**What you will do:** Only the lines from the one containing "Target: ceramic jug handle" through the end of the data belong in the answer; reproduce them exactly.

**Task material:**

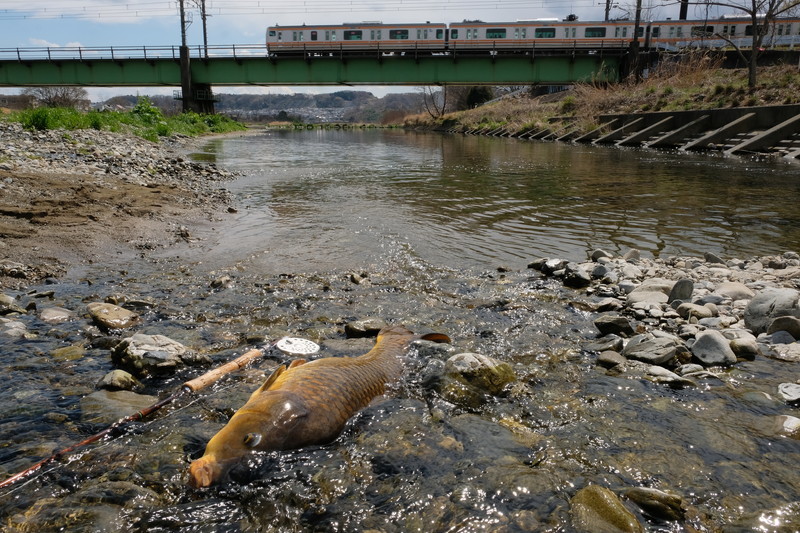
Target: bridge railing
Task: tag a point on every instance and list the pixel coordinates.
(81, 53)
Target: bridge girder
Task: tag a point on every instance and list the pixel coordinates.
(510, 69)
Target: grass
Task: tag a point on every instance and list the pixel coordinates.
(144, 120)
(696, 81)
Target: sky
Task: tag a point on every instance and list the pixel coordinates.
(104, 23)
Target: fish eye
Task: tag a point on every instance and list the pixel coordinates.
(251, 440)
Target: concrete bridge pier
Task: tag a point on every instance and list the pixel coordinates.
(197, 97)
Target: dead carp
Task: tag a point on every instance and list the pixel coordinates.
(305, 403)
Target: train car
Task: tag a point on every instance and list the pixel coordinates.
(719, 33)
(354, 38)
(524, 35)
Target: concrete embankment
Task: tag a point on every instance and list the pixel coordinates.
(740, 131)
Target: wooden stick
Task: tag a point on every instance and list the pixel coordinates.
(193, 385)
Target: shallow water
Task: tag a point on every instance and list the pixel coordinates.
(425, 220)
(328, 199)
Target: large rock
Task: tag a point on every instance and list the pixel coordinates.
(768, 305)
(366, 327)
(481, 371)
(55, 315)
(655, 351)
(614, 325)
(654, 291)
(575, 276)
(110, 316)
(711, 348)
(596, 509)
(734, 290)
(470, 380)
(789, 324)
(659, 504)
(682, 290)
(145, 355)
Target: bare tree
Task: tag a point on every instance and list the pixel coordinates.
(58, 96)
(762, 14)
(434, 101)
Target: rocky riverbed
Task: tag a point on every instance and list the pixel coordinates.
(605, 393)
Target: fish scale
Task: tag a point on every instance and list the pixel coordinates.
(306, 403)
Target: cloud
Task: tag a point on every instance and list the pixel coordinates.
(100, 11)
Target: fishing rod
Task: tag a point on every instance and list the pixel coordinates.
(288, 345)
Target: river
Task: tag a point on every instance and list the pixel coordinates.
(328, 198)
(333, 226)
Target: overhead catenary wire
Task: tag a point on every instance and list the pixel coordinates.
(110, 9)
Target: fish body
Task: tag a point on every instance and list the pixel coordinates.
(305, 404)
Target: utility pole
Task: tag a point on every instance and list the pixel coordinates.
(186, 73)
(635, 45)
(203, 16)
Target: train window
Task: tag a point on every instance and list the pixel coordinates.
(702, 31)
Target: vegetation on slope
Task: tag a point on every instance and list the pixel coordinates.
(144, 120)
(695, 82)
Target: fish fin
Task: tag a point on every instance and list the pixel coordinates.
(393, 330)
(436, 337)
(270, 380)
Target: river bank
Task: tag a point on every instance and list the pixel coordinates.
(694, 83)
(608, 390)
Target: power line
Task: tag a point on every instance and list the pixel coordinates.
(68, 9)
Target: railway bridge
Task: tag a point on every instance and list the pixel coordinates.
(197, 70)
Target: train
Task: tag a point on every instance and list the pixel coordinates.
(522, 36)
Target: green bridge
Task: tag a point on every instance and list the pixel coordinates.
(200, 69)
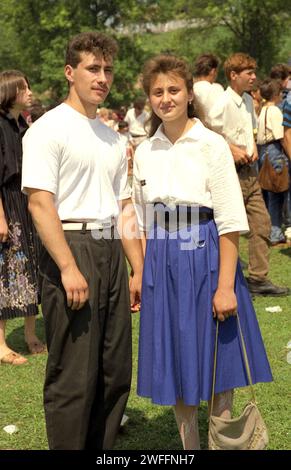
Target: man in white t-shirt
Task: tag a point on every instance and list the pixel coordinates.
(206, 91)
(137, 118)
(75, 175)
(233, 116)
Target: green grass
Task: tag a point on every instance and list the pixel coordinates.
(150, 426)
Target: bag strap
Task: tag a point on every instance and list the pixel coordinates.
(248, 370)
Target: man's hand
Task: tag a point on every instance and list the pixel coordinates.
(76, 287)
(3, 230)
(224, 304)
(240, 155)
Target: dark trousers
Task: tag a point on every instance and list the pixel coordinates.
(88, 370)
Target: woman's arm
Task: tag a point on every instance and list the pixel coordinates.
(3, 224)
(224, 300)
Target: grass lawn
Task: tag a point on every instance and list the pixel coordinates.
(150, 426)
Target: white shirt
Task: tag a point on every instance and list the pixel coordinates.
(234, 117)
(136, 124)
(80, 160)
(197, 170)
(274, 125)
(205, 96)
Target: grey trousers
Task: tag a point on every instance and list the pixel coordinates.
(88, 372)
(259, 223)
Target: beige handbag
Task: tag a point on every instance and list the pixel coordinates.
(248, 431)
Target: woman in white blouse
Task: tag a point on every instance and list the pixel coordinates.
(190, 209)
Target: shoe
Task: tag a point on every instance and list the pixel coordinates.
(266, 288)
(36, 347)
(13, 359)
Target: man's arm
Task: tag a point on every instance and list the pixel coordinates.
(3, 223)
(49, 227)
(287, 141)
(129, 232)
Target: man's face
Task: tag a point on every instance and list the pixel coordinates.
(92, 78)
(243, 81)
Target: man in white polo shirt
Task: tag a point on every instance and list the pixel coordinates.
(206, 91)
(233, 116)
(75, 175)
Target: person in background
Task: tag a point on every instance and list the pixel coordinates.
(191, 210)
(206, 91)
(137, 118)
(75, 174)
(234, 118)
(18, 261)
(270, 140)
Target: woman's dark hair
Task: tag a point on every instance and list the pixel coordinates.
(11, 82)
(166, 63)
(270, 88)
(94, 42)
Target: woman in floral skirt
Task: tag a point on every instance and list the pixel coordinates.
(18, 276)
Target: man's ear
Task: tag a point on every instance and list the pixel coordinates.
(69, 73)
(233, 75)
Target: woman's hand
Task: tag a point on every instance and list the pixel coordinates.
(224, 304)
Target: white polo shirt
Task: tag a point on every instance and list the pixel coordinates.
(233, 116)
(198, 170)
(80, 160)
(205, 96)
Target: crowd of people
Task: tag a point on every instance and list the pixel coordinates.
(168, 185)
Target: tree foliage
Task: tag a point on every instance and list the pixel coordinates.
(34, 33)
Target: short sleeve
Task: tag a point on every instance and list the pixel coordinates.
(42, 152)
(275, 122)
(227, 199)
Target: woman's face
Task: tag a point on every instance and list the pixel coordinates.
(169, 97)
(24, 97)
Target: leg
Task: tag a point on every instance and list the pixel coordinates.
(276, 202)
(222, 405)
(187, 422)
(34, 345)
(111, 398)
(7, 356)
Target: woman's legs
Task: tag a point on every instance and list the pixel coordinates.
(7, 355)
(187, 422)
(222, 405)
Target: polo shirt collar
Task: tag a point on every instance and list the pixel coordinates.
(194, 133)
(235, 96)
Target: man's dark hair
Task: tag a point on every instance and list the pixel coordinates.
(90, 42)
(204, 64)
(280, 72)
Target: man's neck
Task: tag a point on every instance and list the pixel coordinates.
(87, 109)
(236, 89)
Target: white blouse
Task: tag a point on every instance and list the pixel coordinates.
(198, 170)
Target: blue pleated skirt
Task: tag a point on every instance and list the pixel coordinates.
(177, 328)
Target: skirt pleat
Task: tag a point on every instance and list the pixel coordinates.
(177, 328)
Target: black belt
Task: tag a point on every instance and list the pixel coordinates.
(205, 215)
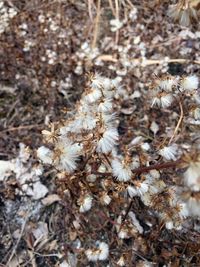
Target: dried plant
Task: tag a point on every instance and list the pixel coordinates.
(98, 171)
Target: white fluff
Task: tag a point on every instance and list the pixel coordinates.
(169, 152)
(104, 251)
(93, 96)
(108, 140)
(86, 204)
(164, 101)
(68, 155)
(192, 176)
(167, 85)
(5, 167)
(100, 253)
(189, 83)
(45, 155)
(120, 171)
(105, 106)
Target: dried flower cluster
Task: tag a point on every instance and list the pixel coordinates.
(185, 11)
(86, 150)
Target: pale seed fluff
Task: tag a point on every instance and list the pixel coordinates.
(67, 155)
(121, 262)
(164, 101)
(192, 176)
(121, 171)
(193, 206)
(132, 191)
(189, 83)
(94, 95)
(104, 251)
(169, 152)
(85, 203)
(108, 140)
(96, 81)
(45, 155)
(105, 105)
(100, 253)
(105, 199)
(167, 84)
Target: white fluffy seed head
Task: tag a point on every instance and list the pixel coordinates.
(45, 155)
(104, 251)
(167, 84)
(121, 171)
(163, 101)
(105, 199)
(189, 83)
(169, 152)
(108, 141)
(101, 252)
(192, 176)
(85, 203)
(68, 155)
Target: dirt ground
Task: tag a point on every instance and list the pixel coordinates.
(47, 50)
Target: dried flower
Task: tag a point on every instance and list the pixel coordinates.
(85, 203)
(169, 152)
(121, 171)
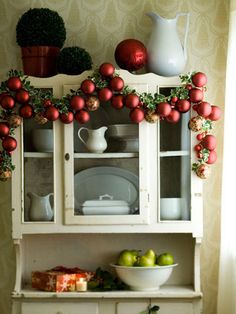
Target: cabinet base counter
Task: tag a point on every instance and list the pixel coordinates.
(108, 304)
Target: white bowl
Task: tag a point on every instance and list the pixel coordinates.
(144, 278)
(43, 140)
(123, 131)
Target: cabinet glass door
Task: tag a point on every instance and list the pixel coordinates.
(105, 180)
(175, 167)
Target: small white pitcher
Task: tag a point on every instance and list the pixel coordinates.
(96, 142)
(40, 207)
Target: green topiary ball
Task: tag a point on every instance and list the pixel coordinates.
(73, 61)
(40, 27)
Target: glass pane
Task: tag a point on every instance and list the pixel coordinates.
(38, 171)
(106, 166)
(175, 188)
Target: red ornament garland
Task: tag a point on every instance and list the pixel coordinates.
(19, 100)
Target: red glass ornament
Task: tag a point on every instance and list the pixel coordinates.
(131, 55)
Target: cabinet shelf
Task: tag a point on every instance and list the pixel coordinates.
(174, 153)
(106, 155)
(38, 155)
(168, 291)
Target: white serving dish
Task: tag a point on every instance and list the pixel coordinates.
(105, 205)
(127, 131)
(144, 278)
(43, 140)
(91, 183)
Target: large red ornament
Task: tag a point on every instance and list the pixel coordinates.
(131, 55)
(9, 144)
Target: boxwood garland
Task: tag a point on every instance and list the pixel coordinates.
(20, 100)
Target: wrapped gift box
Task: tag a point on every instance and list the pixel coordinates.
(59, 279)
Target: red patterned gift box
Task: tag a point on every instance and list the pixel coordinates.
(59, 279)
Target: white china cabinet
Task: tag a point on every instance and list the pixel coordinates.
(145, 171)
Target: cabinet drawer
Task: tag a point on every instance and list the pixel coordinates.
(59, 308)
(175, 307)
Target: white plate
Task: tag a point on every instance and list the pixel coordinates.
(117, 182)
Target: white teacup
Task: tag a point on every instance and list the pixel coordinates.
(170, 208)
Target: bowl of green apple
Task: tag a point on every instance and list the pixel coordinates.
(147, 272)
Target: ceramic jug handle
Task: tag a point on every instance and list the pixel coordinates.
(80, 137)
(186, 32)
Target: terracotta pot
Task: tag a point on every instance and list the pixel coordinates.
(40, 61)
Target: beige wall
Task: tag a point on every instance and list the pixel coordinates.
(90, 24)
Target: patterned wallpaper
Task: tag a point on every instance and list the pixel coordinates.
(98, 26)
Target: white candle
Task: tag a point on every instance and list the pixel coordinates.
(81, 284)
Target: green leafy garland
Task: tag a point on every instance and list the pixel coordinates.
(20, 100)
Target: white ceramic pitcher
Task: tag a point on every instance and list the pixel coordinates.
(96, 142)
(40, 207)
(166, 55)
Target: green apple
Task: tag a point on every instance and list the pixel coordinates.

**Exercise answer:**
Target: ceramic jug handle
Task: tag a point on every instance and list the pixel coordinates.
(80, 137)
(186, 32)
Target: terracotta pot
Task: tag a point on every instance and list the pixel coordinates.
(40, 61)
Target: beige wall
Task: tag a point on every instance and list the pixel coordinates.
(90, 24)
Target: patterned wallpaper
Task: tag a point on every instance and list the pixel coordinates.
(98, 26)
Target: white candle
Task: tag a point on every instance and list the pixel coordinates.
(81, 284)
Target: green leafy garland
Task: tag a point on every instance and list the pixel coordinates.
(20, 100)
Target: white ceramic pitcher
Task: tag a point on every instance and list the pixel coordinates.
(96, 142)
(40, 207)
(166, 55)
Target: green apple
Task: tag a point on every instance and list the pixel coordinates.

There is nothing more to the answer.